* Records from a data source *
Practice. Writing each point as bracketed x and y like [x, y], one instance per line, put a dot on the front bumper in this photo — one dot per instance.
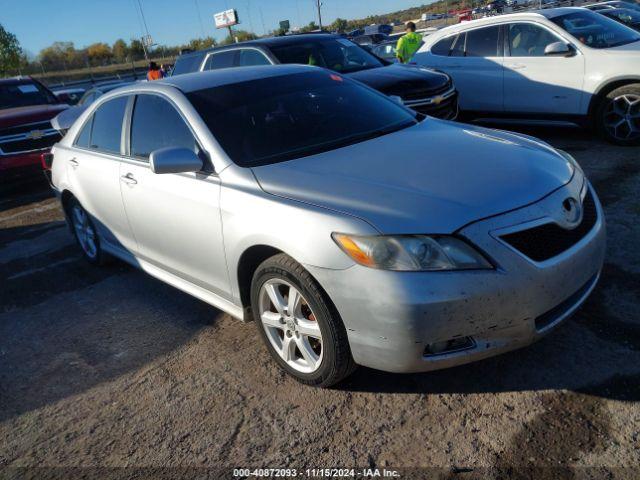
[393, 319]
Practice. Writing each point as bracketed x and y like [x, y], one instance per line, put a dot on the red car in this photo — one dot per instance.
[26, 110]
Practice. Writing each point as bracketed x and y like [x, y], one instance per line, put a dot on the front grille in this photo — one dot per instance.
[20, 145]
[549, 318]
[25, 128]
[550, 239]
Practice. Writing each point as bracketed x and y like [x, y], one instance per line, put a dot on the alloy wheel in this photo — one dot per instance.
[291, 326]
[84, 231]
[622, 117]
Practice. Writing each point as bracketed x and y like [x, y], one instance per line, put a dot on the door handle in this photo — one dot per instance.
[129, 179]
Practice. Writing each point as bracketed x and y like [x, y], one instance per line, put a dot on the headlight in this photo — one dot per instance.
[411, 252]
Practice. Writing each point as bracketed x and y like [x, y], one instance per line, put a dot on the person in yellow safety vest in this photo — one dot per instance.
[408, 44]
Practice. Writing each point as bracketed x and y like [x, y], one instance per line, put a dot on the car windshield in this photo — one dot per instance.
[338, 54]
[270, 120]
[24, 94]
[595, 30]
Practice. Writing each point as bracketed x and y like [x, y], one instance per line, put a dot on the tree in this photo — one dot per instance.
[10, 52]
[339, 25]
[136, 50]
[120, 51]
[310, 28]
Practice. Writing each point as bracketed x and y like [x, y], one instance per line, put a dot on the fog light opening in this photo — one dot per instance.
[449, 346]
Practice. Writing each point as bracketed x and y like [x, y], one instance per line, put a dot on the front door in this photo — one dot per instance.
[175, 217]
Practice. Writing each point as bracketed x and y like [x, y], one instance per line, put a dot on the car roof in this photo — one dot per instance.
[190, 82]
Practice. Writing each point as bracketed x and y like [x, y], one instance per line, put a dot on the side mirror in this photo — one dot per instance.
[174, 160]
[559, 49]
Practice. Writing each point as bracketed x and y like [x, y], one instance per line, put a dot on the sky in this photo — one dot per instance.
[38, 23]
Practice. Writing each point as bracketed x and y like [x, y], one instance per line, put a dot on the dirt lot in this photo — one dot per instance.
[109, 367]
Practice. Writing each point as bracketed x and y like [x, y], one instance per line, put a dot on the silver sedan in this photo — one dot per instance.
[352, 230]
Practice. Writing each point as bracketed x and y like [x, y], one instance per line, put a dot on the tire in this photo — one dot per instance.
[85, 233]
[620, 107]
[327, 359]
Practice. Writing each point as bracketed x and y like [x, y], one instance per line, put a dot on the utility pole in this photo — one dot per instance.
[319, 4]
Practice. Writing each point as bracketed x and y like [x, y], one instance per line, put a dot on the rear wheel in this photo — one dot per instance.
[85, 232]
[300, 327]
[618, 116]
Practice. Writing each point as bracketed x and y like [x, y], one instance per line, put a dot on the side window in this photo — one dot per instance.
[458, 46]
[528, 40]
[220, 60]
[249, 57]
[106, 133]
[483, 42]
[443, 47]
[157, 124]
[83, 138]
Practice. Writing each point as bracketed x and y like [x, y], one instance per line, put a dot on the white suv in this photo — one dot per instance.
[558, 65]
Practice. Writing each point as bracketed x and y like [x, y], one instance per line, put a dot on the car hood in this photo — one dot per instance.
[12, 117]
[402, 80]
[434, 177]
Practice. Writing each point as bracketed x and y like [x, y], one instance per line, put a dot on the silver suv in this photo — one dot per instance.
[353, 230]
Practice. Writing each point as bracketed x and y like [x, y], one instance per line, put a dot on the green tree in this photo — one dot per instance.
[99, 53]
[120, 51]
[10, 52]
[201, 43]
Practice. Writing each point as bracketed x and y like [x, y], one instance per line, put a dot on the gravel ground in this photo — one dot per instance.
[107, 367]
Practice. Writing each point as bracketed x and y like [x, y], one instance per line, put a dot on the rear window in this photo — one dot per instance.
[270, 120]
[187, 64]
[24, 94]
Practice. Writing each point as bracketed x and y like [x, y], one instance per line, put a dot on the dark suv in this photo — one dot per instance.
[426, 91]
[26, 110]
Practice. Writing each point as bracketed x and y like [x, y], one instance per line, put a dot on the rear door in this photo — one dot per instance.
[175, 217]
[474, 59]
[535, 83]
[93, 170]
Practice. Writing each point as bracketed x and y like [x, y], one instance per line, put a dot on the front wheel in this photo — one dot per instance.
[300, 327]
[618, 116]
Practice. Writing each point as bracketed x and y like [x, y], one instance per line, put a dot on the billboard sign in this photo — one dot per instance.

---

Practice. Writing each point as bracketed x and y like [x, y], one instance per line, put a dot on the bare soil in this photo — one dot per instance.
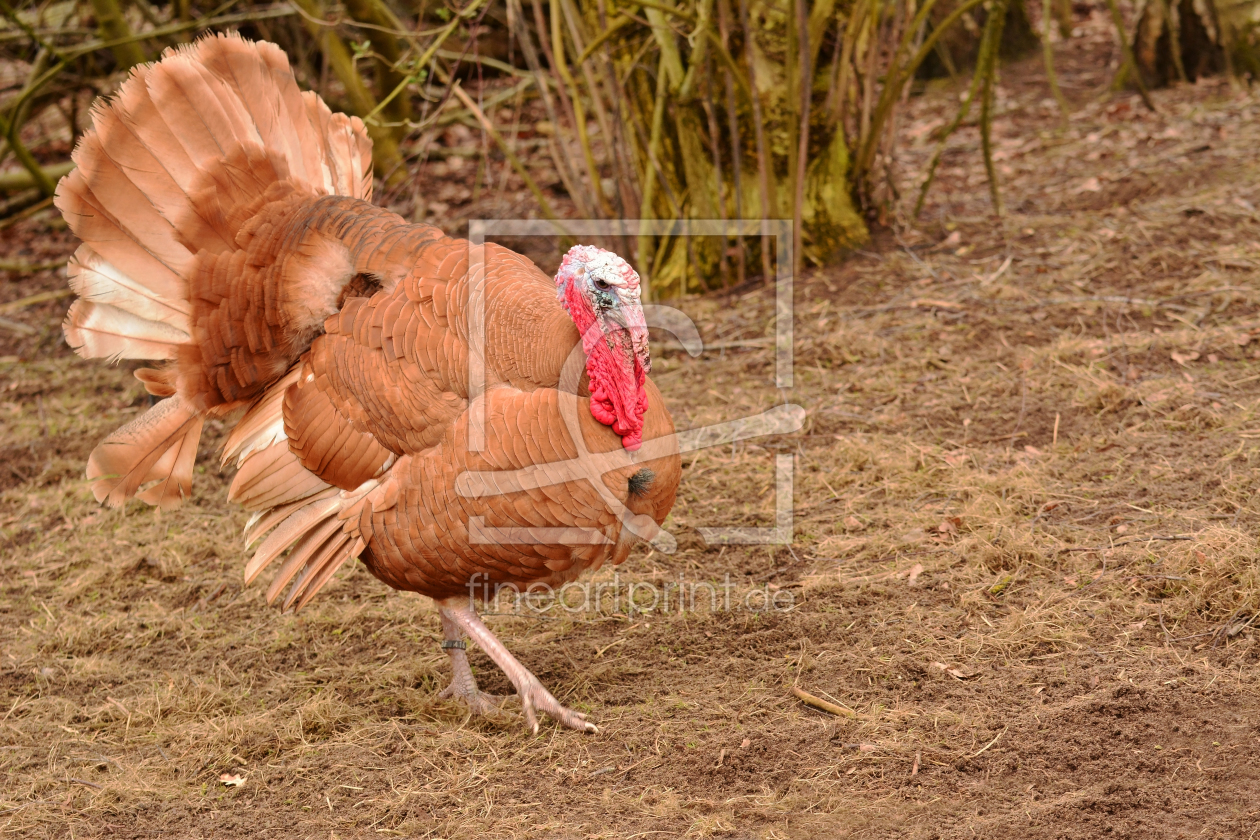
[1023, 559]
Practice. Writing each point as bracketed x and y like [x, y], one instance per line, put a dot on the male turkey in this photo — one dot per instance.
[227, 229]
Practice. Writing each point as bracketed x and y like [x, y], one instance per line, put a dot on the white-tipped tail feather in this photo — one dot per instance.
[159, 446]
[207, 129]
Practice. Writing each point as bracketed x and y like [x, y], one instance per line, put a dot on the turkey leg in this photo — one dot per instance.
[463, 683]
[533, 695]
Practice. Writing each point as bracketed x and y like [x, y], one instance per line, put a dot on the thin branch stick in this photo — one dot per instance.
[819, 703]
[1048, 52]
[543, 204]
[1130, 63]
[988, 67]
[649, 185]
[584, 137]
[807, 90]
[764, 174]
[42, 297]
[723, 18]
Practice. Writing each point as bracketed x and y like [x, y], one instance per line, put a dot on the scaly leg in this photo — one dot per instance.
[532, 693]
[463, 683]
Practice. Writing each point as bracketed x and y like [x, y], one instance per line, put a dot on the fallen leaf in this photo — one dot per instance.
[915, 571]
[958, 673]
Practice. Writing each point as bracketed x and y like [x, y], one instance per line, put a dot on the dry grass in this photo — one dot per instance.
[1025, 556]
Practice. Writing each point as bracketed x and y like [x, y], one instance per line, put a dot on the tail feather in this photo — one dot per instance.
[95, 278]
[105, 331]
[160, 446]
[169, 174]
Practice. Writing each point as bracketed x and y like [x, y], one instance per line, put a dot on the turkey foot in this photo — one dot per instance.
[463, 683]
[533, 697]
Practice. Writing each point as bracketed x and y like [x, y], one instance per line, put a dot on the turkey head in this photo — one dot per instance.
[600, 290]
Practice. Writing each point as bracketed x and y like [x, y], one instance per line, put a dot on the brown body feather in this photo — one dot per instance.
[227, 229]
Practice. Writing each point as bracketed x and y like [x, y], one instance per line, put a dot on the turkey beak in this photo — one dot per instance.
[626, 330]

...

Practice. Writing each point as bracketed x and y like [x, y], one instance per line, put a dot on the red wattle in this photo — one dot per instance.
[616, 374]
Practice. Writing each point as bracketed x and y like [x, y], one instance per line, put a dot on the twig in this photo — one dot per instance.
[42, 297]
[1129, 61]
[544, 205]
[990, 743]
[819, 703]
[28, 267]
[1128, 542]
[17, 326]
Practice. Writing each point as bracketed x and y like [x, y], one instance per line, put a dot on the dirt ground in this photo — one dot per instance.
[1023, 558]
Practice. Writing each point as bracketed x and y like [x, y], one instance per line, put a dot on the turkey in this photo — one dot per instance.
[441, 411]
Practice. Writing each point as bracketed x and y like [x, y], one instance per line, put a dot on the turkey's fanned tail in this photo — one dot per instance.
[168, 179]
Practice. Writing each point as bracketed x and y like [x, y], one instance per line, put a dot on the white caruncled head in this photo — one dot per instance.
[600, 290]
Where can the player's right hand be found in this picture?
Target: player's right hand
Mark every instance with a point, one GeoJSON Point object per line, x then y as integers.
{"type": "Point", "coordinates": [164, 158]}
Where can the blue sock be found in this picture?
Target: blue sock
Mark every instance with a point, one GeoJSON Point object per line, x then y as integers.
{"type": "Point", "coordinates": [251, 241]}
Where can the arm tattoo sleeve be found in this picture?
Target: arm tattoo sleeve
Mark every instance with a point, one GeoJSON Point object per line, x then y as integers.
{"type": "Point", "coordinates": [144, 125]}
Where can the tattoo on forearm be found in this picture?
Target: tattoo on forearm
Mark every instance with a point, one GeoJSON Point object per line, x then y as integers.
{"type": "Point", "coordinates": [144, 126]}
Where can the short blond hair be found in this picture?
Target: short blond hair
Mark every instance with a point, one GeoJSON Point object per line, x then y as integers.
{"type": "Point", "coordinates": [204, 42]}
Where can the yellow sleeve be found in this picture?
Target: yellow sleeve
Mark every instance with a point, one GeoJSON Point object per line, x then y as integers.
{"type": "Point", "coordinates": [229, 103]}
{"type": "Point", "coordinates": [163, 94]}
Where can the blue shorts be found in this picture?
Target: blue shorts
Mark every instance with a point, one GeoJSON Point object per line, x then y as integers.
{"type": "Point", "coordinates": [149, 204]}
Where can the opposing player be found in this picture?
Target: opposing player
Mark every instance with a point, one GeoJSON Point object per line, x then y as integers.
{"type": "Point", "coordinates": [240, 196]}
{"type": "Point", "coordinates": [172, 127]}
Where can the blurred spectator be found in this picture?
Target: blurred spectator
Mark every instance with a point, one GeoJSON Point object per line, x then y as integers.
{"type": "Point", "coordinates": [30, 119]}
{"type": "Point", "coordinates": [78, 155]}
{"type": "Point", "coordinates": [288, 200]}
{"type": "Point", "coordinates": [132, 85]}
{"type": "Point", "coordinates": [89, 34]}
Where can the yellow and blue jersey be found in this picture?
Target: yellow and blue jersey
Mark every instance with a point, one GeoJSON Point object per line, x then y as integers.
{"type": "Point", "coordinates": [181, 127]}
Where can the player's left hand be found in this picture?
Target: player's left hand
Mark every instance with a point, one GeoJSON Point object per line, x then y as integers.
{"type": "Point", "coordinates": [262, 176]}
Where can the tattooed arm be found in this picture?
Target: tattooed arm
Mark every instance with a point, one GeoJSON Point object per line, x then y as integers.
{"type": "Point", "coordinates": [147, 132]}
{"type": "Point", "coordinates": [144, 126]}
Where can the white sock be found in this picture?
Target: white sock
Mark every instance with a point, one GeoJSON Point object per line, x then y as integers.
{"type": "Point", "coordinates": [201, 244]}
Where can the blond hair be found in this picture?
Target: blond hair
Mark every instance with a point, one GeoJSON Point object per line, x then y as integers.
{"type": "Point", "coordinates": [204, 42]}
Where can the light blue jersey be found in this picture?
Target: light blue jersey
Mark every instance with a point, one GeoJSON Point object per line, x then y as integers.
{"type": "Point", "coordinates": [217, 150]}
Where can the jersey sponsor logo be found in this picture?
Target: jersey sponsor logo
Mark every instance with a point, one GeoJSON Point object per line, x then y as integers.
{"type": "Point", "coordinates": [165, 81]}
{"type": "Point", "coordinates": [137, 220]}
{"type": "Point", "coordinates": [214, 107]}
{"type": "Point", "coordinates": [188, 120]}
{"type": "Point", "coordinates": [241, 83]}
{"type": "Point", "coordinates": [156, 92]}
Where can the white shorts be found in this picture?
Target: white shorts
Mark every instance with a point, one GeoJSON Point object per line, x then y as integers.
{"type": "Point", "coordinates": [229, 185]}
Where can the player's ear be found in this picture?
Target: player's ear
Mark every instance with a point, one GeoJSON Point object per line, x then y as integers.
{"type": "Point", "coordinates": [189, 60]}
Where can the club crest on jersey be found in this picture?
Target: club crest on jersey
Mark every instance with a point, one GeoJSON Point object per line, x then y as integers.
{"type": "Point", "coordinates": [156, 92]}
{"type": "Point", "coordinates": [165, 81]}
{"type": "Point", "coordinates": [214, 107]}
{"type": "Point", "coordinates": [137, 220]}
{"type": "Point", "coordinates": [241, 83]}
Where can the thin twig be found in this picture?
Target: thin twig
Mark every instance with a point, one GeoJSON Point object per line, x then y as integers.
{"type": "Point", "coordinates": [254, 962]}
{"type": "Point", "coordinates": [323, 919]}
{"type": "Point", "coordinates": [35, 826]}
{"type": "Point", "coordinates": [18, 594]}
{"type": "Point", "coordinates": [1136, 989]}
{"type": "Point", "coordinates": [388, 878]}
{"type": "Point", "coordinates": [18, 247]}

* Task details *
Which lines of the data above contain the string "left"? Copy each of them.

* Exercise result *
Where can the player's left hand be found in this picture?
Target: player's left hand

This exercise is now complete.